DO THIS: Give everything from the start of the records down to the line containing "97 153 L 111", both included, as a numbered list, leaving out blank lines.

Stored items
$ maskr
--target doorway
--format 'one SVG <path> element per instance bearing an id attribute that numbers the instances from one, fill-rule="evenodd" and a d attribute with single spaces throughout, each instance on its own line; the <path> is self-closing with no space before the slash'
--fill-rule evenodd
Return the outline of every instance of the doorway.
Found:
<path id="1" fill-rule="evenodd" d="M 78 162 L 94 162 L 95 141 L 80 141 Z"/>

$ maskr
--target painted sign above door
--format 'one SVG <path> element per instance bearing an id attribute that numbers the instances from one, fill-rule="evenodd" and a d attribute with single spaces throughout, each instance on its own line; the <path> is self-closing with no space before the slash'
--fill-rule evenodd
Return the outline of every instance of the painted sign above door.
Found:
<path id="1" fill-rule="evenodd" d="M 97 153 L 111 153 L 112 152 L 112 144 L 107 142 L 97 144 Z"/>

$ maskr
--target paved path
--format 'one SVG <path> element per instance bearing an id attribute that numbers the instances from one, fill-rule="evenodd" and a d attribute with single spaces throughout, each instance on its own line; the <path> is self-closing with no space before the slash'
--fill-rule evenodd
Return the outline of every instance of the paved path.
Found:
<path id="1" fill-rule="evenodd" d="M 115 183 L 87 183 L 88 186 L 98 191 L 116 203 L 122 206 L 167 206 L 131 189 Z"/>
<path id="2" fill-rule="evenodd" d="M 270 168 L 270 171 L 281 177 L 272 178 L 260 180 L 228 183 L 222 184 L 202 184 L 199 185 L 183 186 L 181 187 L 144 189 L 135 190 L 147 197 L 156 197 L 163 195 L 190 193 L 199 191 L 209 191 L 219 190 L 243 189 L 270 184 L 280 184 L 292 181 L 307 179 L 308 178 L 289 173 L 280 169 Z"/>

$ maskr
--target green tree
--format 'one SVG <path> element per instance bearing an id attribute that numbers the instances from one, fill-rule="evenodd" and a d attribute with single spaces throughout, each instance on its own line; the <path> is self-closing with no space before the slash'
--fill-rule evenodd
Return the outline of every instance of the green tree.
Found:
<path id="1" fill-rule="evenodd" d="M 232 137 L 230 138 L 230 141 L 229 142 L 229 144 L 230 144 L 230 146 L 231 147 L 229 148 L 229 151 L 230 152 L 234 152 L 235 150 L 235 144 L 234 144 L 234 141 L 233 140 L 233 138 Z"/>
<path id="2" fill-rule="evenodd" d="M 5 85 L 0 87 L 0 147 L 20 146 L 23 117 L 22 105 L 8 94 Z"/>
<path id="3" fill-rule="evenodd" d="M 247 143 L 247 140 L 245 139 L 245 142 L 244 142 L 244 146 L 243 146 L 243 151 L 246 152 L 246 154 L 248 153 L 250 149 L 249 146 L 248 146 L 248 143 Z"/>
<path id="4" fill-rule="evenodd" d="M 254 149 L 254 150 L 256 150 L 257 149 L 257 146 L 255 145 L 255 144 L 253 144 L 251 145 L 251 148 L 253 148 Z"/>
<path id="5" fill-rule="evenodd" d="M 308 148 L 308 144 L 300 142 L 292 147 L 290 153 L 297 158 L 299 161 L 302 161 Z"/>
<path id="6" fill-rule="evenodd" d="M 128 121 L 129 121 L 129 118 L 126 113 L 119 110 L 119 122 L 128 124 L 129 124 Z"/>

RESULT:
1. $ maskr
2. --target doorway
3. --format 'one SVG <path> element per instance bearing an id attribute that numbers the instances from one, fill-rule="evenodd" and a d attribute with single spaces throughout, each instance on its own line; the <path> is self-closing with no space before the slash'
4. --fill-rule evenodd
5. Return the outline of every instance of the doorway.
6. Found:
7. <path id="1" fill-rule="evenodd" d="M 78 162 L 94 162 L 95 141 L 80 141 Z"/>
8. $ maskr
9. --target painted sign above door
10. --format 'one SVG <path> element per instance bearing an id attribute that numbers the instances from one, fill-rule="evenodd" and a d attribute with single spaces throughout, each instance on its own line; the <path> is self-closing with no space before the slash'
11. --fill-rule evenodd
12. Return the outline of every instance of the painted sign above door.
13. Found:
14. <path id="1" fill-rule="evenodd" d="M 97 153 L 111 153 L 112 152 L 112 144 L 107 142 L 97 144 Z"/>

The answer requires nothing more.